--- start of SUPPLIED TEXT ---

Cave Creek is in the northern suburbs of Phoenix, Arizona, almost, but not quite within convenient walking distance of the private Carefree Sky Ranch Airpark (18AZ- 33 49’ 05.14N, 111 53’ 52.53W), or easy rental car distance from Scottsdale (SDL N33-37.37, W 111-54.63). But Scottsdale is now hundreds of miles the other side of our starting point in Albuquerque, a whole day’s flight away in a small plane. Sorry- that’s just too far for this particular flight. I really should have planned this trip better, and now it is already several hours too late to make the half-hour after sunset curfew at Telluride. Oh, well, I guess we might as well fly on into the night. A beer is really best after sundown anyway.

--- end of SUPPLIED TEXT ---

▶ INSTRUCTIONS FOR THE TASK: Retype the part of the Cave Creek flight passage starting at "Cave Creek is" and ending at "after sundown anyway.".

--- start of EXCERPTED RECORDS ---

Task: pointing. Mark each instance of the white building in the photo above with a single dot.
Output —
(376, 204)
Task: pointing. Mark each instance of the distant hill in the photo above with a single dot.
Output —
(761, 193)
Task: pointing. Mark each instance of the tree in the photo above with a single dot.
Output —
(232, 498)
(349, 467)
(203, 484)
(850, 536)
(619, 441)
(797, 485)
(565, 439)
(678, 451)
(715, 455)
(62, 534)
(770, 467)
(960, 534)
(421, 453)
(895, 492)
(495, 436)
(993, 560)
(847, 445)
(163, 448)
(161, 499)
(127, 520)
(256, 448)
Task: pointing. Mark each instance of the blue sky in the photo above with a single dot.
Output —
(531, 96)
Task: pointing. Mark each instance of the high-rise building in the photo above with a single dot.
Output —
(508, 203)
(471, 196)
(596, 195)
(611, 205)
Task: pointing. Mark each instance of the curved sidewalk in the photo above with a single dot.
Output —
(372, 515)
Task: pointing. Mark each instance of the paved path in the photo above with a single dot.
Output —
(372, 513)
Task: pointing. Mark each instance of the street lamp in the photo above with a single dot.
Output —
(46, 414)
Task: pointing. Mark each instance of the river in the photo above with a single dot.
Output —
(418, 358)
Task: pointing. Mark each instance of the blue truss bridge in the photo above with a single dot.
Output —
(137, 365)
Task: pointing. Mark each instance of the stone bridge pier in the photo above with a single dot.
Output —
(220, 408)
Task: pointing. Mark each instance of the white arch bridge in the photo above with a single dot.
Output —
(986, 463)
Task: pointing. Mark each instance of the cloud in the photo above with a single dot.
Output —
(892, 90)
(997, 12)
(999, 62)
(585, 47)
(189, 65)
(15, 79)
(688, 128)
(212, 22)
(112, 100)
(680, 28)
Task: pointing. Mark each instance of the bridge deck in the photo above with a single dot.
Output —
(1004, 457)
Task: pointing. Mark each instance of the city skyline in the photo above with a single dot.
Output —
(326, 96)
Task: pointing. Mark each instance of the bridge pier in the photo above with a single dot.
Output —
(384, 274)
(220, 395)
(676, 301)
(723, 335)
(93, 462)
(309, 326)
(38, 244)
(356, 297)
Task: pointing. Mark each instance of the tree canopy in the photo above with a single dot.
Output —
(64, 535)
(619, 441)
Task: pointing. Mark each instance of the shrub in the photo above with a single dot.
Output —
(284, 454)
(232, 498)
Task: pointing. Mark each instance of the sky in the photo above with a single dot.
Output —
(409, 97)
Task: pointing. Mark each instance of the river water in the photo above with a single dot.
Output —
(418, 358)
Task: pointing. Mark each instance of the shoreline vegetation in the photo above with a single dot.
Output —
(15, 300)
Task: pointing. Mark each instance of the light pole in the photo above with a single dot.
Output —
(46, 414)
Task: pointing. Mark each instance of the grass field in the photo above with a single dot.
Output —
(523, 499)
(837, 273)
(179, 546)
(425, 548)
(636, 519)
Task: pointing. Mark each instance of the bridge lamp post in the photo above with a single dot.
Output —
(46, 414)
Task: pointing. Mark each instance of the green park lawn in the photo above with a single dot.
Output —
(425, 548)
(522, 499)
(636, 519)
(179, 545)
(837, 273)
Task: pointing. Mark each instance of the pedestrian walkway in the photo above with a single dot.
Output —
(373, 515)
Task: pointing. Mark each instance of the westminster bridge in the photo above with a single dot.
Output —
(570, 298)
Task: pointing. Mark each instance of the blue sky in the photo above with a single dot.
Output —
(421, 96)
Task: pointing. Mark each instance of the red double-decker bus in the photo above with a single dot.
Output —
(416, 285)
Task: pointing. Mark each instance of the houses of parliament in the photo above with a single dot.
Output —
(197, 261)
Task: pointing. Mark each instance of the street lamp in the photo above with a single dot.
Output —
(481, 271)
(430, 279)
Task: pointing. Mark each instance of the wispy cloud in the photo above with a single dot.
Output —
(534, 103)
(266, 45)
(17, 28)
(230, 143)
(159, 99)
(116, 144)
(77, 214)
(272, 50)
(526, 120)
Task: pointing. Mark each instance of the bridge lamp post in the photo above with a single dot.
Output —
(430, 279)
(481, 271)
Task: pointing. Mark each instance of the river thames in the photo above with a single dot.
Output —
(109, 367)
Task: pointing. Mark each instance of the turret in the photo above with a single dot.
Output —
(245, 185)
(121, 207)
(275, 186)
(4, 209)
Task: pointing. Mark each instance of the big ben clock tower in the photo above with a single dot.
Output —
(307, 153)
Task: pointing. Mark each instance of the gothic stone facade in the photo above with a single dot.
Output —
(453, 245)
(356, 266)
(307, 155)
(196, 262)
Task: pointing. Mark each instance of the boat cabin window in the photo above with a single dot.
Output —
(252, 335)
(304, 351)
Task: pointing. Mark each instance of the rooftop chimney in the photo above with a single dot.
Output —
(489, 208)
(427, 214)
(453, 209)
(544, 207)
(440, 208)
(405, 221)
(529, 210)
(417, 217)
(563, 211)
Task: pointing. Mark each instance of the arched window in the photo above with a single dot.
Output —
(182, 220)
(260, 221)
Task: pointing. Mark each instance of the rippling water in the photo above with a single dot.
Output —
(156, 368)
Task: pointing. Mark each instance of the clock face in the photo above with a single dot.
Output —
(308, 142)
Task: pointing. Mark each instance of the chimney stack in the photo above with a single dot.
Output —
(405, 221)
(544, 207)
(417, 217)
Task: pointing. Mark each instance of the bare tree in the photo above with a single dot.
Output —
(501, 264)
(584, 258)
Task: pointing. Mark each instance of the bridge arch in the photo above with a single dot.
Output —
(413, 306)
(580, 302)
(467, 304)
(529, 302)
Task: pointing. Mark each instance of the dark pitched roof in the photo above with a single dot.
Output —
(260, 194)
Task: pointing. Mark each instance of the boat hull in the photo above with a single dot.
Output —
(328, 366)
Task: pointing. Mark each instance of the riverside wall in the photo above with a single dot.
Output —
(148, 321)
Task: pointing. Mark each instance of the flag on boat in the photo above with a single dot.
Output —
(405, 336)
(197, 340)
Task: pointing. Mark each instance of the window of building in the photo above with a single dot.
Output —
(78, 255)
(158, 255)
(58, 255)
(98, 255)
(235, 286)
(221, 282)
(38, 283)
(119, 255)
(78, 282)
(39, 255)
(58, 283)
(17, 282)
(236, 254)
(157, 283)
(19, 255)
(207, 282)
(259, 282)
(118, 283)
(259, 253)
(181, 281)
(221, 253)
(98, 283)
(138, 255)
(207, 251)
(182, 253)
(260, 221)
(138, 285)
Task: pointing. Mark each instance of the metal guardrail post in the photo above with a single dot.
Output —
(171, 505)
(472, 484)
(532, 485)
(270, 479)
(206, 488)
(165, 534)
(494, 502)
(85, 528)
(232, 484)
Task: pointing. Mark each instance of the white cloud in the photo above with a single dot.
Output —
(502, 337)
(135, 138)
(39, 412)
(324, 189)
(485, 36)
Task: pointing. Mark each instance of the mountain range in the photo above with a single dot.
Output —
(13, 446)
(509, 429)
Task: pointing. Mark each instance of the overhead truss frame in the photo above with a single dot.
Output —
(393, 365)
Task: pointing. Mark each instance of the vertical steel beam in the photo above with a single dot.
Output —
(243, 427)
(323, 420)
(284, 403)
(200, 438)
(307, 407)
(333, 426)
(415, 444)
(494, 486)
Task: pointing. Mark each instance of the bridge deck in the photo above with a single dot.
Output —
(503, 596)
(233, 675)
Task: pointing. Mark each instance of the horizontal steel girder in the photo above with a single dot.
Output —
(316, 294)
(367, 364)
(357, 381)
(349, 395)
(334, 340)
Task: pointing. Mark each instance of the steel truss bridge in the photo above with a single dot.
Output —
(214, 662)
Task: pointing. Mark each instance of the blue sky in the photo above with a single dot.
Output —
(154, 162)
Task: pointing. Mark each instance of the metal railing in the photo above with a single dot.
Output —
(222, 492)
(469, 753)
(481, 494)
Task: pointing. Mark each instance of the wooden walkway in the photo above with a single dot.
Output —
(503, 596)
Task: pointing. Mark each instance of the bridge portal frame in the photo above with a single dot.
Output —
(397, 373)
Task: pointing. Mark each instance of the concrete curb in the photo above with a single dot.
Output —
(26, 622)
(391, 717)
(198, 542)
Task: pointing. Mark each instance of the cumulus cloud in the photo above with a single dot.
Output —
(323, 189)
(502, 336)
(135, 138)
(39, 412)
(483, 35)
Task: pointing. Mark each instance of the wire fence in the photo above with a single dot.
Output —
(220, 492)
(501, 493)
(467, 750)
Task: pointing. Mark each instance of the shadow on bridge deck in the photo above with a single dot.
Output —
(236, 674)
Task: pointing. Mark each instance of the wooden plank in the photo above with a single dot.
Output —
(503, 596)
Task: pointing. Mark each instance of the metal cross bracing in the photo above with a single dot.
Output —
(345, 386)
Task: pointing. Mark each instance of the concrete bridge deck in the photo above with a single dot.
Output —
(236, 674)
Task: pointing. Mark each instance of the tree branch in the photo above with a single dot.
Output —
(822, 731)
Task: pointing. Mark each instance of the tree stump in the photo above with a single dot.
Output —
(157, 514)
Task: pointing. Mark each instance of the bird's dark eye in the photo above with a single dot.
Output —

--- end of EXCERPTED RECORDS ---

▶ EXERCISE OUTPUT:
Cave Creek is in the northern suburbs of Phoenix, Arizona, almost, but not quite within convenient walking distance of the private Carefree Sky Ranch Airpark (18AZ- 33 49’ 05.14N, 111 53’ 52.53W), or easy rental car distance from Scottsdale (SDL N33-37.37, W 111-54.63). But Scottsdale is now hundreds of miles the other side of our starting point in Albuquerque, a whole day’s flight away in a small plane. Sorry- that’s just too far for this particular flight. I really should have planned this trip better, and now it is already several hours too late to make the half-hour after sunset curfew at Telluride. Oh, well, I guess we might as well fly on into the night. A beer is really best after sundown anyway.